- Exercise details: Only the pictures stay out; every record is to be quoted exactly.

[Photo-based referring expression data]
########

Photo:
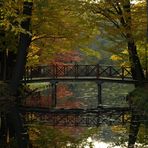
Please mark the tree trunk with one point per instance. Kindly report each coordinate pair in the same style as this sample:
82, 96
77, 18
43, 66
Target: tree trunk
137, 74
13, 116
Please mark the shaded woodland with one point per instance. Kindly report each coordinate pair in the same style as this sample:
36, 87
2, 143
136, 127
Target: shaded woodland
54, 32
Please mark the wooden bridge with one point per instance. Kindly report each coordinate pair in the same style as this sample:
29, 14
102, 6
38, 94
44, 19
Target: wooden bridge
77, 117
78, 73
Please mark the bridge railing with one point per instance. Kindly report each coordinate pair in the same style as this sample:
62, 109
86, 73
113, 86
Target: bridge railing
78, 71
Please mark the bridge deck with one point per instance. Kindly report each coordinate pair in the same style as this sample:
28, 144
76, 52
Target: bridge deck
105, 73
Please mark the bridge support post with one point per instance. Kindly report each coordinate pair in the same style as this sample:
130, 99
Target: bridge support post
53, 93
99, 97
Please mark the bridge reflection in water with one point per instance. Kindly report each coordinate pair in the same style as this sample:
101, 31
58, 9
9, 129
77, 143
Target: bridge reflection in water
77, 117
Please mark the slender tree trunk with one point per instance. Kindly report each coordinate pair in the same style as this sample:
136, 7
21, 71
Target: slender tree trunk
136, 70
13, 116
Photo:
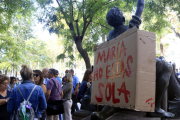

########

- Solution:
Photo:
Please mark the tree trunk with one point per instance. Kindly report each coordinate pair in the same style as this sample:
82, 96
77, 18
43, 66
Target: tree trunk
137, 74
13, 116
Please mark the shaded woodland with one point per instance. Kindly report each coordinate pair in the same style as this sample:
36, 87
2, 143
136, 127
Target: shaded woodland
54, 32
Please mark the wooden bridge with one point per instance. Kindly report each coordinate pair in the same style as this sample:
29, 14
102, 6
38, 94
44, 19
Target: wooden bridge
77, 117
78, 73
Please mark the bridge railing with one point per instance. Kindly report each coordinate pair in the same style as this sample:
62, 109
86, 73
113, 86
Target: bridge railing
78, 71
Please mark the bridge deck with one point per instance. Kindly report each coordinate pair in the same style as this sample:
28, 144
76, 52
Target: bridge deck
105, 73
Please mark the bridge support post with one point per instance. Kindly report each coordinate pair in the same style as this sample:
130, 99
Target: bridge support post
53, 93
99, 97
Please mark the bridge reflection in water with one point per instance. Kindly report each coordinate pair in the same style as this sample:
101, 31
58, 9
9, 129
77, 143
Target: bridge reflection in water
77, 117
Please mark the slender tree trunk with one point per instance. Kindly report each coordinate pair in the same style as this sample:
136, 7
21, 71
Target: slender tree trunk
136, 70
13, 116
Photo:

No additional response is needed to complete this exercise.